**Task**
Arrange the lines of the records below as a numbered list, beginning with the line that contains "Practice. Identify the scattered" and ending with the line that contains "Target: scattered cilantro leaf". Skip any blank lines and leave out the picture.
====================
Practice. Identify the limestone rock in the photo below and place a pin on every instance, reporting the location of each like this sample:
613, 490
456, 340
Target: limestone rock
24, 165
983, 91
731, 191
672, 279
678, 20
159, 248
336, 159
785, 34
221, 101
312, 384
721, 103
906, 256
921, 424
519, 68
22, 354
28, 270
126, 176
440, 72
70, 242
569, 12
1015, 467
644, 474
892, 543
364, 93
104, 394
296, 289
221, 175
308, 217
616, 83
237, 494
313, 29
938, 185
====================
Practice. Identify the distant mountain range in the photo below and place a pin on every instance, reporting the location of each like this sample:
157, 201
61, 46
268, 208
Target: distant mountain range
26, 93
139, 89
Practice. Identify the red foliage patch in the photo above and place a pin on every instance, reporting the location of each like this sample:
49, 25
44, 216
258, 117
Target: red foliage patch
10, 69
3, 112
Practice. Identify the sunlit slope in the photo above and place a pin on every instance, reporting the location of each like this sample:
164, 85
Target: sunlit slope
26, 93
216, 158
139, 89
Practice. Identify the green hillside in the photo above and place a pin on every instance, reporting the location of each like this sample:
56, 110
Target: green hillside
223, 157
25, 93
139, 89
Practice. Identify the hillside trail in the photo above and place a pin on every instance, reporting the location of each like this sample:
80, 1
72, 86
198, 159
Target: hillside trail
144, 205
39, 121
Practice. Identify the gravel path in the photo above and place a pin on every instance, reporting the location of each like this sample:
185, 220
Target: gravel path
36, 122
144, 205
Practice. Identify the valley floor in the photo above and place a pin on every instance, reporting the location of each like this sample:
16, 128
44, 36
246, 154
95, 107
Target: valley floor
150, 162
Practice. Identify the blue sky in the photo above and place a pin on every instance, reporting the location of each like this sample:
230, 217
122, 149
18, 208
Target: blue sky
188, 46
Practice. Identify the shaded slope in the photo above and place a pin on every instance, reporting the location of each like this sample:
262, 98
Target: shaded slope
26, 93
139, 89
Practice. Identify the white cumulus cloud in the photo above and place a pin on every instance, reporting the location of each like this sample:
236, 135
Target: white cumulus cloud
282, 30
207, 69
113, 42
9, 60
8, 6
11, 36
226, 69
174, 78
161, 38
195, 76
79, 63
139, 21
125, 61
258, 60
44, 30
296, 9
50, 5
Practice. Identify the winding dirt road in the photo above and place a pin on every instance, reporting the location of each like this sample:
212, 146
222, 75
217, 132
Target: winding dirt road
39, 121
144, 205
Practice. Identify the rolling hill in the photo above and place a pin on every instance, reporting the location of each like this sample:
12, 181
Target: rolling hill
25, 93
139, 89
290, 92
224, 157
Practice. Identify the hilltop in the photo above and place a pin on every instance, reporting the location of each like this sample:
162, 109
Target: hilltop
====================
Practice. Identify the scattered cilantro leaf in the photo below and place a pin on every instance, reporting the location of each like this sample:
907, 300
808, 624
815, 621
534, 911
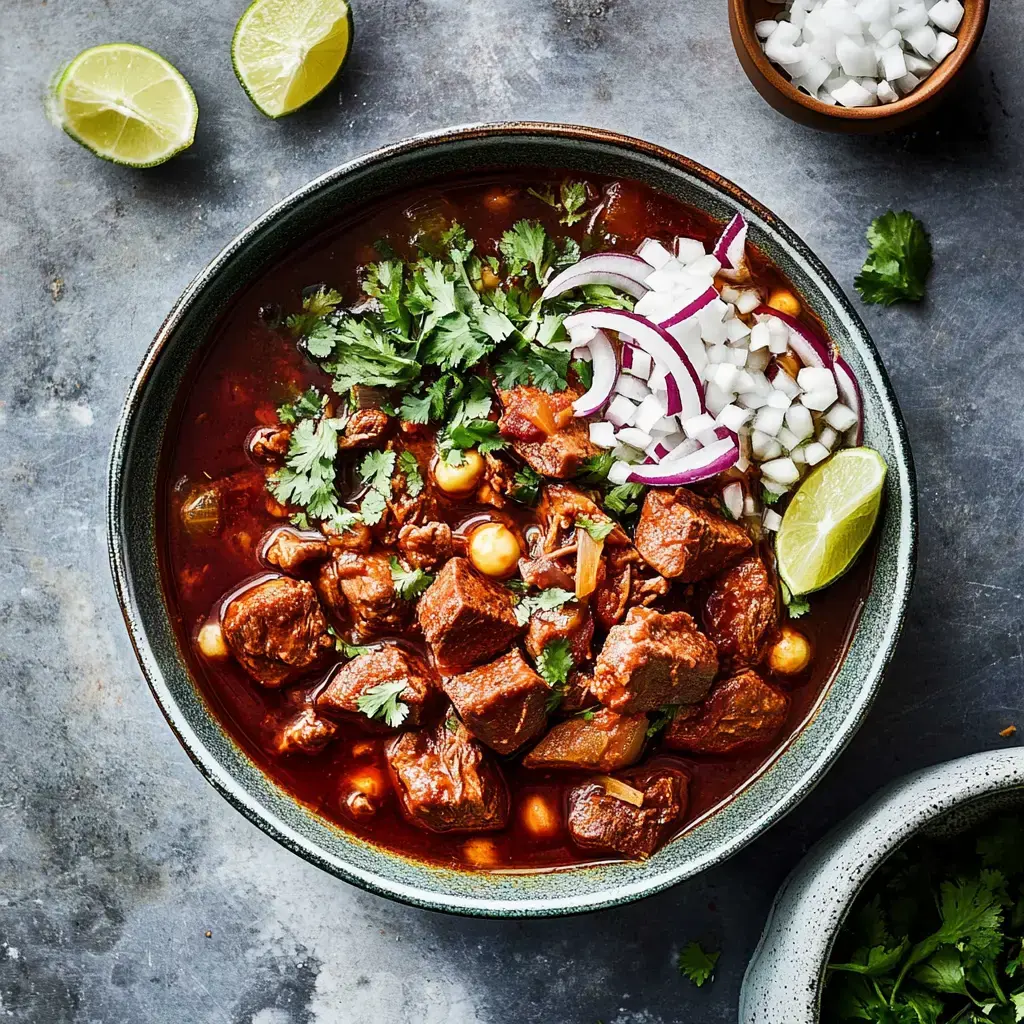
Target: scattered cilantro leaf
====================
**Output for this exercise**
1. Practice. Identify the scattered cilantro leaf in the photo below and place a pin on every instance, reporting the location of each like this sample:
2. 907, 300
3. 808, 624
4. 815, 621
5. 534, 911
6. Target: scattered cilantro leaf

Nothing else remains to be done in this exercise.